## WHAT THE EXERCISE ASKS
Quote the line containing "Question. Locate the flat" and all lines that follow it in the listing below, exactly as written.

Data items:
-- Begin --

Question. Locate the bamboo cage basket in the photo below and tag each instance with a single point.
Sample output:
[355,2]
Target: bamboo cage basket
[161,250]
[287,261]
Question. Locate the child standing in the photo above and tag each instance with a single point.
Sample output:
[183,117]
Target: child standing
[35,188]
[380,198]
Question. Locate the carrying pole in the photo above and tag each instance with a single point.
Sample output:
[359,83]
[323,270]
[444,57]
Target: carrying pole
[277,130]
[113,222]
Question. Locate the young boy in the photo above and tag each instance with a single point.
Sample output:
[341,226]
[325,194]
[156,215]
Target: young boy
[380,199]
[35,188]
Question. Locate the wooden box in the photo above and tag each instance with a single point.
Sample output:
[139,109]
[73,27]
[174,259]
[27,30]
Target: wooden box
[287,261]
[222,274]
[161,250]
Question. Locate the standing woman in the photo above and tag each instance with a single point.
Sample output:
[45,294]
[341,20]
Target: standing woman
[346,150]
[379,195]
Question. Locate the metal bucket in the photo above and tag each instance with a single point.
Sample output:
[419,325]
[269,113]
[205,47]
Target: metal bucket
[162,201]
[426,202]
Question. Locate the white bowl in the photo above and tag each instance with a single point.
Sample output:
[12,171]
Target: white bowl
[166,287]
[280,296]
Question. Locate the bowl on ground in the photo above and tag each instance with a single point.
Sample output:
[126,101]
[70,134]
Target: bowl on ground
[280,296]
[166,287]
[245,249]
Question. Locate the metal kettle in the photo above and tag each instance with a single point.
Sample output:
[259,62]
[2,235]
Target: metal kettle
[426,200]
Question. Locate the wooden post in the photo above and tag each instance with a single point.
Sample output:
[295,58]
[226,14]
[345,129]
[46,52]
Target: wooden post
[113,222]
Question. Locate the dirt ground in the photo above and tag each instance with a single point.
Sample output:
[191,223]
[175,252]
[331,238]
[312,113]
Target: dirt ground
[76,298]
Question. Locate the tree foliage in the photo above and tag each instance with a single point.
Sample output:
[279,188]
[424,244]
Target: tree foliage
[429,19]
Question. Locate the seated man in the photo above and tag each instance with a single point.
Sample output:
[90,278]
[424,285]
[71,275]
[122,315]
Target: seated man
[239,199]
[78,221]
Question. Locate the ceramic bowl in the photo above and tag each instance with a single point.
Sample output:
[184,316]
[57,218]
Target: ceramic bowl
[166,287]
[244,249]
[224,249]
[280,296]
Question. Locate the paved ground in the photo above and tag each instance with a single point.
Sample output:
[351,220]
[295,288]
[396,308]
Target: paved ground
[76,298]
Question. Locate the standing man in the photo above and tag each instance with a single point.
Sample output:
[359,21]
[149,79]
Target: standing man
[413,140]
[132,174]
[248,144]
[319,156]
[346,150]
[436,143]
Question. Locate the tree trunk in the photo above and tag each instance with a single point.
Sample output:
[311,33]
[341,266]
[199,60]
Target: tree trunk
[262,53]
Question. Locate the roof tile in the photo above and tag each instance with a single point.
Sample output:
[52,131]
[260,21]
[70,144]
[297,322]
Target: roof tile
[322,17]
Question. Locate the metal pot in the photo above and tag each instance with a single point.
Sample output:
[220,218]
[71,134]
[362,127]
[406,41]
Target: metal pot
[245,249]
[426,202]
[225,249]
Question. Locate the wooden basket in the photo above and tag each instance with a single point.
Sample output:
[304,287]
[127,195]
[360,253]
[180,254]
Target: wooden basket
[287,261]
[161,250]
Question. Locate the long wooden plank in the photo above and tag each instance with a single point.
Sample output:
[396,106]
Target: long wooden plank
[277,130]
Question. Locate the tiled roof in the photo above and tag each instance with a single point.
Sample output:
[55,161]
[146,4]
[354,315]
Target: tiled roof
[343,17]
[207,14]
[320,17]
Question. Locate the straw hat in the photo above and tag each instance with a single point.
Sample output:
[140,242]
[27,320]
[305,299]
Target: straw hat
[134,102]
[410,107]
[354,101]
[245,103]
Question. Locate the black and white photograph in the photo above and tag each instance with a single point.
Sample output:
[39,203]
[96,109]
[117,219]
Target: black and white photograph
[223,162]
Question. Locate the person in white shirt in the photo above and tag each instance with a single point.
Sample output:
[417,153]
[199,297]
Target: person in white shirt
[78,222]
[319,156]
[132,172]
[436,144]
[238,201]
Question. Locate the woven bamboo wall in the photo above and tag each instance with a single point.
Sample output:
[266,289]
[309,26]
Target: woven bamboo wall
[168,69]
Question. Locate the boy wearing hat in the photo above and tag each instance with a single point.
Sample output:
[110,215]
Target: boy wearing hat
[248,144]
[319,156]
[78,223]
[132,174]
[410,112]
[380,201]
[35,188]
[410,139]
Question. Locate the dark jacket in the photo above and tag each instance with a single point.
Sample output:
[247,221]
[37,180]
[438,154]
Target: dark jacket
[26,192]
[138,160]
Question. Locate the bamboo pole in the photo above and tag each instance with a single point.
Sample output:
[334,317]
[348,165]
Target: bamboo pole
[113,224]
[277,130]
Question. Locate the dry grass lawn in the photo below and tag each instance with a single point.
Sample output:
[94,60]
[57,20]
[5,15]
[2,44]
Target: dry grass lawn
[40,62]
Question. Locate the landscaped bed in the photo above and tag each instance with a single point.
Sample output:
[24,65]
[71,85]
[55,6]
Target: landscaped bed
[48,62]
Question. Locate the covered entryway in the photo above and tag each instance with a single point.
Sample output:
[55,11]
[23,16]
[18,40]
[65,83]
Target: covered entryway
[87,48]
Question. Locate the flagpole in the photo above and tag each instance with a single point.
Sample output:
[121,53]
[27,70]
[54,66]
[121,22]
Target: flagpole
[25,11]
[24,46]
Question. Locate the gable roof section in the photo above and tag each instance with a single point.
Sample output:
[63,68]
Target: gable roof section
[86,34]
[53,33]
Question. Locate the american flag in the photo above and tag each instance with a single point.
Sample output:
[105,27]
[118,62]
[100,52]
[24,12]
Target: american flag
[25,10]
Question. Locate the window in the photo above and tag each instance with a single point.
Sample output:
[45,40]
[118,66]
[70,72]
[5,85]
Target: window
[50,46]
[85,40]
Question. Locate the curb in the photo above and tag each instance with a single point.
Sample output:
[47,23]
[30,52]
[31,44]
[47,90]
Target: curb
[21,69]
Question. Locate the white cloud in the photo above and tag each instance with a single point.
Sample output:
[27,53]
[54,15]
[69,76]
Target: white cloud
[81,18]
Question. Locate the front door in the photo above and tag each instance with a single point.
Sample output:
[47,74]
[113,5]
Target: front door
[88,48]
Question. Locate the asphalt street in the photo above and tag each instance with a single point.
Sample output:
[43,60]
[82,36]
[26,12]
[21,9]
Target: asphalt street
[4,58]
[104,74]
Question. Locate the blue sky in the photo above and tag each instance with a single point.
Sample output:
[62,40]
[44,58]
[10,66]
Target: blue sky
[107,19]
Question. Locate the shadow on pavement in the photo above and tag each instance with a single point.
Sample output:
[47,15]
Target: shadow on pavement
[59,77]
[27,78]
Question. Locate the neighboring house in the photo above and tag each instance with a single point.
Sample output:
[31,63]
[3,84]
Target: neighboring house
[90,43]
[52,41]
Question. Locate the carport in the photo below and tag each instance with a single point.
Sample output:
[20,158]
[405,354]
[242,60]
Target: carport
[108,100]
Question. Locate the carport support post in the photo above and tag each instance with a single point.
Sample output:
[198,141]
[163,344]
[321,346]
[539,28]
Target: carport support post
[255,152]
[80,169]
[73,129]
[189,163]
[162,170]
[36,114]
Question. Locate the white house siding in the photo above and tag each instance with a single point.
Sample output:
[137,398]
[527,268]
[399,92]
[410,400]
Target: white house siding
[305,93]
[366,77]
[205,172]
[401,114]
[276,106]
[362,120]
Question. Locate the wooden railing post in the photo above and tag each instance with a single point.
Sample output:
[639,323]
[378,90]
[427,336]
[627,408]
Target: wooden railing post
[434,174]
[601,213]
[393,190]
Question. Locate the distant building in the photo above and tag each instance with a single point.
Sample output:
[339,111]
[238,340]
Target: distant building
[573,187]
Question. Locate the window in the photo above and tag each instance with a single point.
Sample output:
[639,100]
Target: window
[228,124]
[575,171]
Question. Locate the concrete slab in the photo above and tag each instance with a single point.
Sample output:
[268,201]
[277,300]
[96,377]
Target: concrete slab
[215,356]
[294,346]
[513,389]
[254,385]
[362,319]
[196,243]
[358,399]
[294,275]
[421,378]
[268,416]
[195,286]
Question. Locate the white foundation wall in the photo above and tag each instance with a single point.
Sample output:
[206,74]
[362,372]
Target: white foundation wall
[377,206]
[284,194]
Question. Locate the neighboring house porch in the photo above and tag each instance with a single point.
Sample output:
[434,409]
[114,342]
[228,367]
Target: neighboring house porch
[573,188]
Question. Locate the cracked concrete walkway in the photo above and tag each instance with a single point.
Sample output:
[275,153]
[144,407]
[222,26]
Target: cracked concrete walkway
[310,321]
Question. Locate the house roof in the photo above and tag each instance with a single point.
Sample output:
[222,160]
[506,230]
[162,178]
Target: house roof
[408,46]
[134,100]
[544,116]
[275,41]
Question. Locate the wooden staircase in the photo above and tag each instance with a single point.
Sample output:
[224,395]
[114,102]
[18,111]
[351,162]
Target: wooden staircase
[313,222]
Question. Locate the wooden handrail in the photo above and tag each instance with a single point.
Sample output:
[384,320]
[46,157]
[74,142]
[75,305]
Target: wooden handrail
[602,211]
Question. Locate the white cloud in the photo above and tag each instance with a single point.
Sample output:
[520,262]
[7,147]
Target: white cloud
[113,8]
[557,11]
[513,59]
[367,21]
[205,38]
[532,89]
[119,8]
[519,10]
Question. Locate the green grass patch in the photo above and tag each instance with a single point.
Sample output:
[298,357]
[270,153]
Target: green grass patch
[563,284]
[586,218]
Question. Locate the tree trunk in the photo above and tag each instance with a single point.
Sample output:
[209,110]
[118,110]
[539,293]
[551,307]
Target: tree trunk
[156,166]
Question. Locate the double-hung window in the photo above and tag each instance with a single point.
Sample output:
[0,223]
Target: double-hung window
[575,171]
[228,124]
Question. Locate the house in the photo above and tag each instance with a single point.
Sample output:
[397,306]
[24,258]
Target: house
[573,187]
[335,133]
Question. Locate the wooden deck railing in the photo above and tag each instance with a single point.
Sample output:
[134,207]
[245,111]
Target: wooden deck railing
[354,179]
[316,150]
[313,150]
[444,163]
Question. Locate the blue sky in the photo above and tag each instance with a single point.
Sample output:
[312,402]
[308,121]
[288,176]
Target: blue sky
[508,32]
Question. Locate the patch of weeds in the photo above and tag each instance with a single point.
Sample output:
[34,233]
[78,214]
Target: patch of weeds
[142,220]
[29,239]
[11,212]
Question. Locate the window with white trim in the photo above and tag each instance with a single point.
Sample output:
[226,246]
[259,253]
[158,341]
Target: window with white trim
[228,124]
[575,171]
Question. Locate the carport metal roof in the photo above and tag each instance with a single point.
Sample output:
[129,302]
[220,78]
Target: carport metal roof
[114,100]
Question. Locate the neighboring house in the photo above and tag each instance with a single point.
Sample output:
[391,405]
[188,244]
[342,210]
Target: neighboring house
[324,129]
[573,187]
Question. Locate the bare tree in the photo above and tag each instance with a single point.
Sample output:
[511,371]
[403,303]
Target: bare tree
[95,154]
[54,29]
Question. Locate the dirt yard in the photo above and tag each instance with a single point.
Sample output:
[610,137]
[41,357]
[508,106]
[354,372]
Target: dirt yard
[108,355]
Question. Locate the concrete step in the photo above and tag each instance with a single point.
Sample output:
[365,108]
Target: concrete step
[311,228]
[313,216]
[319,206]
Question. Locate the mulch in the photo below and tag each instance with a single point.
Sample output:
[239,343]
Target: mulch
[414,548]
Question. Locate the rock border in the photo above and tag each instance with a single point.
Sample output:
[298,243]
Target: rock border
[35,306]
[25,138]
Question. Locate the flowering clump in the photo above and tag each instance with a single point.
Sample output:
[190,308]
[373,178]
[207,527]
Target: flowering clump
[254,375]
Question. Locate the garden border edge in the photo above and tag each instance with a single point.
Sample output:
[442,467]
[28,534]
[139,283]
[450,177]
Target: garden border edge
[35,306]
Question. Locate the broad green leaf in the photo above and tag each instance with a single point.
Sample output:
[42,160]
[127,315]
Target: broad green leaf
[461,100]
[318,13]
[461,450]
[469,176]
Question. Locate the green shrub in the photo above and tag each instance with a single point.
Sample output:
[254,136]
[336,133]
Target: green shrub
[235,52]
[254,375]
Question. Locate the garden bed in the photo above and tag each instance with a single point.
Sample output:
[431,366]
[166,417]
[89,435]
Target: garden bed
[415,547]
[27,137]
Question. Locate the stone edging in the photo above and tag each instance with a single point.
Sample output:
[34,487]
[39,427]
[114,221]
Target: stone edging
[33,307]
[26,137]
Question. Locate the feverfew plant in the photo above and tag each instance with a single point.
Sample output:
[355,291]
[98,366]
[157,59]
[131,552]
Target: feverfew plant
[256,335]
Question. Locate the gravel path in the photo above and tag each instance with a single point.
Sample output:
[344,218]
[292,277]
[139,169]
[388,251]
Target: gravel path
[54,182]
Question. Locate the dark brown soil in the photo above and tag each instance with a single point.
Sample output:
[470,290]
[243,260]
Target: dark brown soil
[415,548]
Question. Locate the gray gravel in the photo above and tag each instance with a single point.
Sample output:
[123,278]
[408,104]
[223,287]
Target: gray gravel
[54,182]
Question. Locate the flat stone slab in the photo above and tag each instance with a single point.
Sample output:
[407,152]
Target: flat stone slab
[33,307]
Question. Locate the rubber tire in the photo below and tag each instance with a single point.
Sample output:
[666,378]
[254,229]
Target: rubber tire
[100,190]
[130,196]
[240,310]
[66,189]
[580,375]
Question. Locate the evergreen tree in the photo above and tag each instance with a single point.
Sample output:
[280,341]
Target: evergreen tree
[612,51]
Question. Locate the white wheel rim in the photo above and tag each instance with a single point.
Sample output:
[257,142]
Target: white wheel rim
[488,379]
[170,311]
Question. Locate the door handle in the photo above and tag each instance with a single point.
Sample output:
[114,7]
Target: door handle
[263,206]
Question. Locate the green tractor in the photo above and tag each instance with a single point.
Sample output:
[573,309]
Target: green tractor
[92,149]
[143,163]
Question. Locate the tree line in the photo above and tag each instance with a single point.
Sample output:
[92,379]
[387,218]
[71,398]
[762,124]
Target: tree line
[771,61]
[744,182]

-- End --

## RESULT OF THIS TASK
Question. Locate the flat stone slab in the photo above and tag each instance with a single point.
Sample output:
[407,152]
Target: flat stone slab
[33,307]
Question. Locate the rubber tire in the photo below and tag each instance with a single point.
Sample output:
[666,378]
[254,229]
Target: rubber tire
[100,190]
[130,196]
[240,310]
[66,189]
[580,375]
Question. Locate the evergreen tree in the photo above and tag each instance with a single point.
Sample output:
[280,341]
Target: evergreen tree
[612,51]
Question. Locate the white wheel rim in the photo above and tag each instance with a single point.
Sample output:
[257,142]
Target: white wheel rim
[488,379]
[170,311]
Question. Locate the door handle in the photo above and tag each instance with a single point.
Sample output:
[114,7]
Target: door handle
[263,206]
Question. Locate the green tractor in the photo above and tag each instance with a single point.
Sample output:
[573,309]
Target: green tractor
[92,149]
[143,163]
Question. Locate the tree line in the photo above and tag each instance with a single point.
Sample output:
[92,379]
[387,218]
[71,398]
[762,124]
Target: tree line
[771,61]
[744,182]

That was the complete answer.